+++ Supplied entries +++

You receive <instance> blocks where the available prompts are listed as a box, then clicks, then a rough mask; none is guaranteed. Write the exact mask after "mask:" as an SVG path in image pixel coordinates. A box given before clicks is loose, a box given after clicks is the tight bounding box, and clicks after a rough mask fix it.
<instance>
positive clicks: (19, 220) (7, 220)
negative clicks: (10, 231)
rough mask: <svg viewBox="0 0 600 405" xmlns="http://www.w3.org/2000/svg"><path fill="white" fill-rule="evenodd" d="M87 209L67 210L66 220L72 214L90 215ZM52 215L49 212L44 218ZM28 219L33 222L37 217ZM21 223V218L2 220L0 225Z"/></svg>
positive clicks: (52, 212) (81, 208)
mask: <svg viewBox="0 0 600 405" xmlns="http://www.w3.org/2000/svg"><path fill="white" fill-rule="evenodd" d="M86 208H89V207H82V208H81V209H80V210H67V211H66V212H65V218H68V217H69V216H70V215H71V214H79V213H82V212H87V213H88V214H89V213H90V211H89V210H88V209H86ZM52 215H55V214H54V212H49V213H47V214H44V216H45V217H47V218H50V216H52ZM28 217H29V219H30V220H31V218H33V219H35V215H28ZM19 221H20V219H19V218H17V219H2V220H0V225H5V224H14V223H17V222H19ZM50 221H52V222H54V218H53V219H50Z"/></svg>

+++

▸ What is required
All that is wanted is the lines from the one containing "negative clicks: (10, 231)" through the last line of the records, restated word for word.

▸ Answer to the problem
negative clicks: (10, 231)
rough mask: <svg viewBox="0 0 600 405" xmlns="http://www.w3.org/2000/svg"><path fill="white" fill-rule="evenodd" d="M87 209L67 210L66 220L72 214L90 215ZM52 215L49 212L44 218ZM28 219L33 222L37 217ZM21 223V218L2 220L0 225Z"/></svg>
positive clicks: (52, 212) (81, 208)
mask: <svg viewBox="0 0 600 405" xmlns="http://www.w3.org/2000/svg"><path fill="white" fill-rule="evenodd" d="M86 208H89V207H82V208H81V209H80V210H67V211H66V212H65V218H68V217H69V216H70V215H71V214H79V213H82V212H87V213H88V214H89V213H90V211H89V210H88V209H86ZM52 215H55V214H54V212H49V213H47V214H44V216H45V217H47V218H50V216H52ZM28 217H29V219H30V220H31V218H33V219H35V215H28ZM19 221H20V219H19V218H17V219H2V220H0V225H5V224H14V223H17V222H19ZM50 221H52V222H54V218H53V219H50Z"/></svg>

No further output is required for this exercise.